What you will do
Please render every line of the records below as a Markdown table with the columns "Row" and "Line", numbering each row and skipping blank lines. Leave the pictures out.

(Region labeling records)
******************************
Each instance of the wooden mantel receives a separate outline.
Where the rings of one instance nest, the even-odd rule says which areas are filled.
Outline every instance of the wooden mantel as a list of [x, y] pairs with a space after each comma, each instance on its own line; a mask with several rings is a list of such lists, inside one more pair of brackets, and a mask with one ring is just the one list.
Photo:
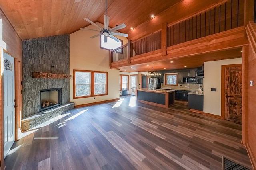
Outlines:
[[53, 74], [48, 72], [37, 72], [32, 73], [32, 78], [71, 78], [71, 75], [61, 74]]

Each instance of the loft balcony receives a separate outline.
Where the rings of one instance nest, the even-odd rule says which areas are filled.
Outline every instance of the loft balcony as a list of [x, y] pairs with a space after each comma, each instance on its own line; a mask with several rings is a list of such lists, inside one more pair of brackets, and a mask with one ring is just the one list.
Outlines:
[[194, 67], [204, 61], [241, 57], [242, 47], [248, 44], [242, 1], [227, 1], [184, 20], [163, 23], [161, 30], [136, 41], [129, 40], [111, 51], [110, 68], [132, 72], [132, 66], [146, 71], [145, 63], [154, 63], [157, 70], [162, 69], [158, 65], [182, 57], [188, 68], [190, 64]]

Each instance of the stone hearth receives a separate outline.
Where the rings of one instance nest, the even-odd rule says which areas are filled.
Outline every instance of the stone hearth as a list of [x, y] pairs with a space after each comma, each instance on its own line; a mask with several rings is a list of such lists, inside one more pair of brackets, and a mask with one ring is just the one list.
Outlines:
[[29, 130], [74, 108], [74, 103], [69, 103], [35, 114], [21, 120], [21, 128], [24, 131]]

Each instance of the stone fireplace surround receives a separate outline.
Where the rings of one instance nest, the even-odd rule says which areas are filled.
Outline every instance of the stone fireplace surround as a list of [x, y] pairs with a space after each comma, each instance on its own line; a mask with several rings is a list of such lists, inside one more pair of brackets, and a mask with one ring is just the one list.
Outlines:
[[[32, 76], [34, 72], [69, 74], [70, 53], [69, 34], [22, 41], [23, 130], [74, 107], [74, 104], [69, 102], [69, 78]], [[40, 112], [40, 90], [56, 88], [62, 89], [62, 105]]]

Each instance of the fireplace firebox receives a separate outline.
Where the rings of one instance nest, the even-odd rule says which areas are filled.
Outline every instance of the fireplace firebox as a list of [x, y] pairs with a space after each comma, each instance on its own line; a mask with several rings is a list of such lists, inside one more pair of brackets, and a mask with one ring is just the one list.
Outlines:
[[40, 90], [40, 112], [61, 105], [61, 88]]

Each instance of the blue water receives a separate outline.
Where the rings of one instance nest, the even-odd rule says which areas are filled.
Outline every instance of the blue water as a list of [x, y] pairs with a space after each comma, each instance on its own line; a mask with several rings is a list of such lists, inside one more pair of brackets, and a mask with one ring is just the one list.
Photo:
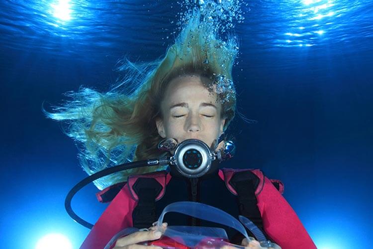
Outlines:
[[[86, 174], [42, 104], [81, 85], [107, 90], [124, 56], [162, 56], [186, 6], [72, 0], [69, 14], [54, 8], [58, 1], [0, 2], [1, 248], [34, 248], [50, 232], [79, 247], [89, 231], [70, 219], [64, 200]], [[373, 1], [242, 2], [243, 22], [230, 31], [240, 47], [233, 76], [239, 110], [258, 123], [232, 123], [232, 166], [281, 179], [319, 248], [373, 242]], [[73, 202], [91, 223], [105, 208], [95, 191]]]

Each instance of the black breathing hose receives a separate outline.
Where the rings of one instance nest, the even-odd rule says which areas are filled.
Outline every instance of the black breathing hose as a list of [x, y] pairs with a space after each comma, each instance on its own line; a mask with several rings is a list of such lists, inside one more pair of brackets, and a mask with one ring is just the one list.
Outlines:
[[79, 190], [82, 189], [86, 185], [91, 183], [95, 180], [102, 177], [103, 176], [110, 175], [113, 173], [116, 172], [121, 171], [126, 169], [133, 169], [134, 168], [139, 168], [140, 167], [144, 167], [147, 166], [156, 166], [158, 164], [153, 164], [152, 165], [149, 165], [149, 160], [143, 160], [142, 161], [138, 161], [136, 162], [129, 162], [127, 163], [124, 163], [120, 164], [115, 167], [111, 167], [107, 169], [105, 169], [103, 170], [99, 171], [97, 173], [91, 175], [88, 177], [84, 178], [83, 180], [79, 182], [77, 185], [74, 186], [68, 193], [66, 196], [66, 198], [65, 199], [65, 208], [66, 209], [66, 212], [69, 214], [69, 215], [73, 218], [73, 219], [79, 223], [80, 224], [84, 226], [87, 228], [92, 229], [93, 227], [93, 224], [91, 224], [89, 222], [88, 222], [77, 215], [75, 212], [73, 211], [71, 208], [71, 200], [75, 194], [76, 194]]

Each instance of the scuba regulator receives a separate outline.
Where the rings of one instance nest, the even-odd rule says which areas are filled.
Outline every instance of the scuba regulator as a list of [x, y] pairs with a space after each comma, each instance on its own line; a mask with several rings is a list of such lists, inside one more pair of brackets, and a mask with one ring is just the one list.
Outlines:
[[74, 221], [91, 229], [93, 225], [81, 218], [71, 207], [73, 197], [86, 185], [98, 178], [117, 172], [158, 165], [168, 165], [170, 167], [175, 167], [186, 177], [199, 177], [209, 171], [212, 161], [227, 160], [234, 155], [236, 146], [231, 141], [223, 141], [219, 145], [217, 150], [212, 151], [206, 143], [198, 139], [187, 139], [180, 144], [173, 138], [163, 140], [158, 145], [158, 148], [164, 151], [174, 151], [172, 156], [124, 163], [95, 173], [81, 181], [69, 192], [65, 200], [65, 208]]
******************************
Solution to the exercise
| Row | Line |
|---|---|
| 1 | Each instance of the wooden mantel receives a separate outline. |
| 2 | Where the rings of one instance nest, the even-odd rule says which areas are filled. |
| 3 | Outline every instance of the wooden mantel as a list of [x, y] pairs with a space after each comma, each instance on its own line; a mask with several rings is a list of such lists, inside one more pair of brackets, and a mask with one ring is just the one list. |
| 4 | Photo: |
| 5 | Outlines: |
| 6 | [[53, 74], [48, 72], [37, 72], [32, 73], [32, 78], [71, 78], [71, 75], [61, 74]] |
| 7 | Each instance of the loft balcony receives a separate outline. |
| 8 | Where the rings of one instance nest, the even-odd rule says which areas are filled. |
| 9 | Outline every instance of the loft balcony as a list of [x, y] pairs with a space after each comma, each instance on its own line; a mask with several rings is a list of such lists, inside one more pair of brackets, and a mask with one ring is just the one list. |
| 10 | Outlines: |
| 11 | [[194, 67], [204, 61], [241, 57], [242, 47], [248, 44], [242, 1], [227, 1], [184, 20], [163, 23], [161, 30], [136, 41], [129, 40], [111, 51], [110, 68], [132, 72], [132, 66], [146, 71], [145, 63], [154, 63], [157, 70], [162, 69], [158, 65], [182, 57], [188, 68], [190, 64]] |
| 12 | Each instance of the stone hearth receives a separate outline. |
| 13 | Where the rings of one instance nest, the even-odd rule says which areas are filled. |
| 14 | Outline every instance of the stone hearth as a list of [x, y] pairs with a space after each comma, each instance on its own line; a mask with several rings is a list of such lists, inside one more pair of brackets, and a mask with one ring is just the one list. |
| 15 | Outlines: |
| 16 | [[29, 130], [74, 108], [74, 103], [69, 103], [35, 114], [21, 120], [21, 128], [24, 131]] |
| 17 | Each instance of the stone fireplace surround receives a separate outline. |
| 18 | Where the rings of one instance nest, the even-odd rule says which areas are filled. |
| 19 | Outline every instance of the stone fireplace surround as a list of [x, y] pairs with a space after each comma, each instance on its own line; a mask with several rings is a list of such lists, inside one more pair of brackets, and a mask with one ring is just the one list. |
| 20 | Outlines: |
| 21 | [[[32, 76], [34, 72], [69, 74], [70, 53], [69, 34], [22, 41], [23, 130], [74, 107], [74, 104], [69, 102], [69, 78]], [[40, 112], [40, 90], [56, 88], [62, 89], [62, 105]]] |
| 22 | Each instance of the fireplace firebox receives a separate outline. |
| 23 | Where the rings of one instance nest, the even-odd rule says which areas are filled. |
| 24 | Outline every instance of the fireplace firebox as a list of [x, y] pairs with a space after each comma, each instance on its own line; a mask with several rings is a list of such lists, inside one more pair of brackets, and a mask with one ring is just the one list. |
| 25 | Outlines: |
| 26 | [[40, 90], [40, 112], [61, 105], [61, 88]] |
| 27 | Each instance of the blue water receives a separate outline. |
| 28 | Where the rings of one instance nest, the even-odd rule says which areas are filled. |
| 29 | Outline every instance of the blue water as a list of [x, y] pairs with a space after each comma, each instance on its own line; a mask with several rings is a list of such lists, inside one more pair of brackets, and a mask with one ring is just the one list. |
| 30 | Photo: |
| 31 | Outlines: |
| 32 | [[[86, 174], [42, 104], [81, 85], [107, 90], [124, 56], [162, 56], [186, 6], [72, 0], [69, 14], [54, 8], [58, 1], [0, 2], [1, 248], [34, 248], [50, 232], [79, 247], [89, 231], [70, 219], [64, 200]], [[373, 1], [242, 2], [243, 22], [230, 31], [240, 47], [233, 76], [239, 110], [258, 123], [232, 123], [232, 166], [281, 179], [319, 248], [373, 242]], [[73, 202], [91, 223], [105, 208], [95, 191]]] |
| 33 | Each instance of the black breathing hose receives a separate outline. |
| 34 | Where the rings of one instance nest, the even-odd rule says which areas are filled. |
| 35 | Outline every instance of the black breathing hose as a list of [x, y] pairs with a space after each comma, each instance on its own line; a mask with several rings is a list of such lists, inside one more pair of brackets, and a mask with one ring is just the one list. |
| 36 | Outlines: |
| 37 | [[79, 190], [82, 189], [86, 185], [91, 183], [95, 180], [102, 177], [103, 176], [110, 175], [113, 173], [116, 172], [121, 171], [126, 169], [133, 169], [134, 168], [139, 168], [140, 167], [144, 167], [147, 166], [156, 166], [158, 164], [153, 164], [152, 165], [149, 165], [149, 160], [143, 160], [142, 161], [138, 161], [136, 162], [129, 162], [127, 163], [124, 163], [120, 164], [115, 167], [111, 167], [107, 169], [105, 169], [103, 170], [99, 171], [97, 173], [91, 175], [88, 177], [84, 178], [83, 180], [79, 182], [77, 185], [74, 186], [68, 193], [66, 196], [66, 198], [65, 199], [65, 208], [66, 209], [66, 212], [69, 214], [69, 215], [73, 218], [73, 219], [79, 223], [80, 224], [84, 226], [87, 228], [92, 229], [93, 227], [93, 224], [91, 224], [89, 222], [88, 222], [77, 215], [75, 212], [73, 211], [71, 208], [71, 200], [75, 194], [76, 194]] |
| 38 | Each instance of the scuba regulator receives a separate outline. |
| 39 | Where the rings of one instance nest, the even-odd rule says which areas are filled. |
| 40 | Outline every instance of the scuba regulator as a list of [x, y] pairs with a space after each comma, each instance on its own line; a mask with several rings is a list of such lists, inside one more pair of brackets, and a mask with one ring is just the one list. |
| 41 | Outlines: |
| 42 | [[74, 221], [91, 229], [93, 225], [81, 218], [71, 207], [73, 197], [86, 185], [98, 178], [117, 172], [158, 165], [168, 165], [170, 167], [175, 167], [186, 177], [199, 177], [209, 171], [212, 161], [227, 160], [234, 155], [236, 146], [231, 141], [223, 141], [219, 145], [217, 150], [212, 151], [206, 143], [198, 139], [187, 139], [180, 144], [173, 138], [163, 140], [158, 145], [158, 148], [164, 151], [174, 151], [172, 156], [124, 163], [95, 173], [81, 181], [69, 192], [65, 200], [65, 208]] |